» **SET TASK**
Retype the lines below word for word, leaving nothing out.

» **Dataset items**
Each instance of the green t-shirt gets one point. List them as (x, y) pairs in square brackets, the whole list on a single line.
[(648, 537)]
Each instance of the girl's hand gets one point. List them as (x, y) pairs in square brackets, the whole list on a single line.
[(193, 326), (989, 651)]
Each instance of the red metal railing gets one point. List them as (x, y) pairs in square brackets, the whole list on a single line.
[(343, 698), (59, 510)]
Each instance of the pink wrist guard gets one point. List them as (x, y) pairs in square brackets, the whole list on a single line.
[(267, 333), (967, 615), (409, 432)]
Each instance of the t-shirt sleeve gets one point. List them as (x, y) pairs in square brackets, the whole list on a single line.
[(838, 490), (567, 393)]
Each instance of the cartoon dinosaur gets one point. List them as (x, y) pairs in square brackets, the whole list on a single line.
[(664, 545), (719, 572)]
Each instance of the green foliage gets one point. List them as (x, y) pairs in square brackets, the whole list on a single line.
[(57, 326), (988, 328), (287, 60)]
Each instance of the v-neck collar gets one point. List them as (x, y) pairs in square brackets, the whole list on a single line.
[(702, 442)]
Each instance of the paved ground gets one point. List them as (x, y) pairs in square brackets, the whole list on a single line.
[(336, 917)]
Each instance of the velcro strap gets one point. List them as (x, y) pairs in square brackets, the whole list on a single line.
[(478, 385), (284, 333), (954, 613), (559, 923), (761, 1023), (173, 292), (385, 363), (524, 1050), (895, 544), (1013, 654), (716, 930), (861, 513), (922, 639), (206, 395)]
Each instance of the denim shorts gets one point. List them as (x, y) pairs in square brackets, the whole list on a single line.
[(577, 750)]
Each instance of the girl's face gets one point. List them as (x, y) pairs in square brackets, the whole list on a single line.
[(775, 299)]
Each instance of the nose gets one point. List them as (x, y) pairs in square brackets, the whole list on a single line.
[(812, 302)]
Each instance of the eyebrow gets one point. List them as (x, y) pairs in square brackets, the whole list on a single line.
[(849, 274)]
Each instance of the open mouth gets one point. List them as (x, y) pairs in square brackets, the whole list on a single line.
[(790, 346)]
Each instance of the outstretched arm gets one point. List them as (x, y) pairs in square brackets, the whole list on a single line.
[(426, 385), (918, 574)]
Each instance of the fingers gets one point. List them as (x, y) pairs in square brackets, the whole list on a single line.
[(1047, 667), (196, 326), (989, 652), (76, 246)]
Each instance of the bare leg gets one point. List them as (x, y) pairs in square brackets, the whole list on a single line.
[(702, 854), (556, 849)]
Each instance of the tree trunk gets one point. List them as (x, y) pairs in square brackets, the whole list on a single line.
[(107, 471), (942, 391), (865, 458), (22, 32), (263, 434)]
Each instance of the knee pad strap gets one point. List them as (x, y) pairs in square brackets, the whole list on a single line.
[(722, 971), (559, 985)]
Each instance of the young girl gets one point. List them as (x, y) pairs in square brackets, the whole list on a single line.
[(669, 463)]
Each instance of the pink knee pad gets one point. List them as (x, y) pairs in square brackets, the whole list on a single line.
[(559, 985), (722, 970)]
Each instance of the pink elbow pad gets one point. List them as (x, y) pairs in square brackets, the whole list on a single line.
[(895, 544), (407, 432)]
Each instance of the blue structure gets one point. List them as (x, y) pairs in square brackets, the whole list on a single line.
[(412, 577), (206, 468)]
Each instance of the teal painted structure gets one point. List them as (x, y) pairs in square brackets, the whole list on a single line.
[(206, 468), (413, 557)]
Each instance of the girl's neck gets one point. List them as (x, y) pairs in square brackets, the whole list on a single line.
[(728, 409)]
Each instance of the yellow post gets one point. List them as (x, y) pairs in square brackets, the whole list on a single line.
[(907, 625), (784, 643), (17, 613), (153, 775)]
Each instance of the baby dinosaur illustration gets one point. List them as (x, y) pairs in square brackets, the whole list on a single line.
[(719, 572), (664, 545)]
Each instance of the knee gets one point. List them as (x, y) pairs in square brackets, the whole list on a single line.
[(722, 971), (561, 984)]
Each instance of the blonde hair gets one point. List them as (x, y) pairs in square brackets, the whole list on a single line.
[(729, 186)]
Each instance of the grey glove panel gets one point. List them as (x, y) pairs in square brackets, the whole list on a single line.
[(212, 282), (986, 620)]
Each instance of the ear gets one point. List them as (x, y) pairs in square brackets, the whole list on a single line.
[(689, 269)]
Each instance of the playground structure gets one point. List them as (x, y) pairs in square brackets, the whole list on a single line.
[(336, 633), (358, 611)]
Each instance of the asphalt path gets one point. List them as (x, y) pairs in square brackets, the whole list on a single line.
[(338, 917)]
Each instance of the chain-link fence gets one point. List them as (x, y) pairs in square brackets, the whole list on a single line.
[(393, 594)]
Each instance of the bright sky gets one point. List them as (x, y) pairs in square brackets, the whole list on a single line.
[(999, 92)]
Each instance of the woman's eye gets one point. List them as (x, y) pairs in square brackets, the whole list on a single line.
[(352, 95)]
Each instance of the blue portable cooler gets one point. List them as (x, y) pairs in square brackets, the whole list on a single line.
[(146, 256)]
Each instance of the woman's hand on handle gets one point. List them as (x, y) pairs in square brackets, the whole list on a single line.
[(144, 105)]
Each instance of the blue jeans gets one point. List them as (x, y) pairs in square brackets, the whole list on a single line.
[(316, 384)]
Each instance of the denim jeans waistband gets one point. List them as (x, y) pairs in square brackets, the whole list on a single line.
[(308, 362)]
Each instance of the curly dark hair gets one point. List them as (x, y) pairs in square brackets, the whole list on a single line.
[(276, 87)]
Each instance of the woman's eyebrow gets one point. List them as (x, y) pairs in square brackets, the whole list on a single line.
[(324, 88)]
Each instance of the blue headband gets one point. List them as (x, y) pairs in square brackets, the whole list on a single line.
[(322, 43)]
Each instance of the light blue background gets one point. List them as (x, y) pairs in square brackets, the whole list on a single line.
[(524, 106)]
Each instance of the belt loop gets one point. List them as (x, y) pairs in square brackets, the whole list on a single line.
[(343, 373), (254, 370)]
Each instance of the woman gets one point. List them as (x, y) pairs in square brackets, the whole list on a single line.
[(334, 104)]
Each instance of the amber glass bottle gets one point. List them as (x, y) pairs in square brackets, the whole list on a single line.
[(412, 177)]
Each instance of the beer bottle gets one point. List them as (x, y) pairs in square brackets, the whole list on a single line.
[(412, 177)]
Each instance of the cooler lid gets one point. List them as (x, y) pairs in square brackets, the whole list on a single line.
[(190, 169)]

» **EXPECTED OUTPUT**
Each instance of the green t-shirt gets one point. List them as (x, y) pairs in square brackets, the whole list on a single line.
[(648, 537)]
Each instance of the girl's hand gets one point. List them as (x, y) pairs in square brackets, the whole list on a single line.
[(193, 326), (989, 651)]
Each instance of the red metal railing gets one point. List them as (x, y) pairs in square brackets, the whole list on a single line.
[(343, 698), (59, 510)]
Each instance of the pink wrist guard gets one point. List them as (x, y) pairs in square brackets, the whole list on a single line.
[(267, 333), (967, 615), (409, 432)]
Each instance of the t-shirt sleeve gets one point. List them as (x, y) pairs in square brackets, the whole list on a single line.
[(838, 490), (567, 393)]
Each instance of the cartoon dinosaur gets one point. List them as (x, y) pairs in square brackets, the whole list on a single line.
[(664, 545), (719, 572)]
Each instance of the green foliage gets one point. List them as (x, y) pairs in square brackets, the whole list on a single line.
[(57, 326), (988, 328), (287, 60)]
Each instance of the v-neck collar gets one point. List them as (x, y) pairs in square brackets, the whole list on a single line.
[(702, 442)]
Each instance of the paved ground gets one point. List them as (x, y) pairs in square brackets, the whole list on a single line.
[(336, 917)]
Each instance of the velcro strap gets one point. List them as (x, y) pairs in square brackets, the whole list on a single line.
[(478, 385), (284, 333), (954, 613), (559, 923), (761, 1023), (173, 292), (385, 363), (524, 1050), (895, 544), (1013, 654), (716, 930), (861, 513), (922, 639), (206, 395)]
Each instance of the denim shorts gets one point. List them as (x, y) pairs in square brackets, the whole list on a single line.
[(577, 750)]
Each instance of the girl's face gets one point. List them as (x, y) pairs in square brackets, the whole list on a single line.
[(775, 299)]
Each instance of the nose gets one point. List them as (x, y) pairs in square brackets, the whole list on a single line.
[(812, 302)]
Each instance of the eyebrow gets one point. List them as (x, y) pairs in square brackets, the whole list on a single line.
[(849, 274)]
Each instance of the open mouth gets one point. List them as (x, y) pairs in square brackets, the whole list on a single line.
[(790, 346)]
Each instance of the outstretched arm gets one point. List them as (x, y) pairs in square brackets, the whole list on a single line.
[(426, 385), (918, 574)]
Each instance of the fingers gets one point. List them as (x, y) pairs in square brackets, the whole list on a single line.
[(1047, 667), (196, 326), (989, 652), (76, 246)]
Each instance of the bare leg gets one point. List them as (x, y) pairs in square brackets, the whole list on a single line.
[(702, 854), (556, 849)]
Each instance of the tree trunk gets one point. List them as (x, y) pairs in square brackets, the whole list on a single line.
[(107, 471), (942, 391), (865, 458), (22, 32), (263, 434)]
Each instance of the knee pad strap gets one point. List them as (x, y) pairs in square brackets, the whole list on a single line.
[(722, 971), (559, 985)]
Each instance of the young girl gets one point. List them as (x, y) pairs in square brackets, the whole list on a single line.
[(669, 463)]
Each instance of the pink knee pad gets one point. List them as (x, y) pairs in square brackets, the whole list on a single line.
[(559, 985), (722, 970)]
Each instance of the pink elbow pad gets one point. List them as (x, y) pairs in square brackets, the whole list on a single line.
[(895, 544), (407, 432)]
Each instance of the blue structure gets one point. List them as (x, y) pairs in square brackets, the whole list on a single line.
[(412, 577), (206, 468)]
Each instance of the teal painted structure gets one point. List them as (x, y) pairs in square brackets, the whole list on a single line.
[(206, 468), (413, 557)]
Each instance of the girl's neck gets one point. List them as (x, y) pairs in square brackets, the whole list on a single line.
[(728, 409)]
Each instance of the yellow post gets one point. List them as (x, y) pairs in square brackets, the whole list on a single line.
[(907, 625), (784, 643), (17, 613), (153, 775)]
Each instance of the baby dinosaur illustration gets one point. List them as (x, y) pairs in square brackets, the whole list on a single line.
[(719, 572), (664, 545)]
Each instance of the knee gets one point. List them as (x, y) pairs in square brackets, the whole list on a single line.
[(722, 971), (561, 984)]
Each instance of the blonde hair gets one point. List them as (x, y) pairs in square brackets, the whole list on a single line.
[(729, 186)]
Each instance of the grey glove panel gets one point. List them as (x, y) pairs in square brackets, the whole list on a single line.
[(212, 282), (986, 620)]
Each instance of the ear gets one point. List them as (x, y) pairs in square brackets, the whole list on a single line.
[(689, 269)]
Each instance of the playground structure gets one point. List them as (x, y) pairs in square brackets, the whole list on a single line.
[(336, 633), (358, 611)]
Each instance of the asphalt path gets one point. List them as (x, y) pairs in square brackets, the whole list on a single line.
[(338, 917)]
Each instance of the chain-link fence gets one point. List them as (x, y) pairs in square brackets, the whole list on a single line.
[(393, 594)]
Each instance of the bright sky gets one point. List them as (x, y) pairs in square brackets, the whole list on a single line.
[(999, 92)]
Each instance of the woman's eye gets one point. List them as (x, y) pairs in square brackets, the whole list on a single line.
[(352, 95)]
Each instance of the blue portable cooler gets one point. List them as (x, y) pairs in square brackets, the whole list on a single line.
[(146, 256)]
Each instance of the woman's hand on handle gets one point. List them as (x, y) pairs in square brackets, the whole list on a single line.
[(144, 105)]
Each instance of the blue jeans gets one point. List them as (x, y) pairs in square brackets, the whole list on a single line.
[(316, 384)]
Each instance of the denim jeans waistband gets one point. List them as (x, y) pairs in square brackets, the whole list on a single line.
[(308, 362)]
Each instance of the curly dark hair gets one point. List them as (x, y) pairs in square brackets, the whole list on a single line.
[(276, 87)]
Each instance of the woman's eyebrow gets one point. List them as (x, y) pairs in square brackets, the whole list on a single line.
[(324, 88)]
Each instance of the blue headband gets one point. List them as (x, y) pairs in square brackets, the whole list on a single line.
[(322, 43)]
Each instance of the light blue background gets one point. List them as (x, y) pairs in square brackets, the whole list on a single line.
[(524, 106)]
Each instance of the belt loop gets one point. List them as (x, y) pairs in square brackets, the whole list on a single line.
[(343, 373), (254, 370)]
Each instance of the woman gets one point. List them as (x, y) pairs in square brackets, the whole list on a single line.
[(334, 104)]
Each instance of the amber glass bottle gets one point. List them as (x, y) pairs in square brackets, the whole list on a single line.
[(412, 177)]
Each instance of the beer bottle gets one point. List them as (x, y) pairs in square brackets, the whole list on a single line.
[(412, 177)]
Each instance of the cooler lid gets one point. List them as (x, y) pairs in square brackets, the whole list on a single line.
[(190, 169)]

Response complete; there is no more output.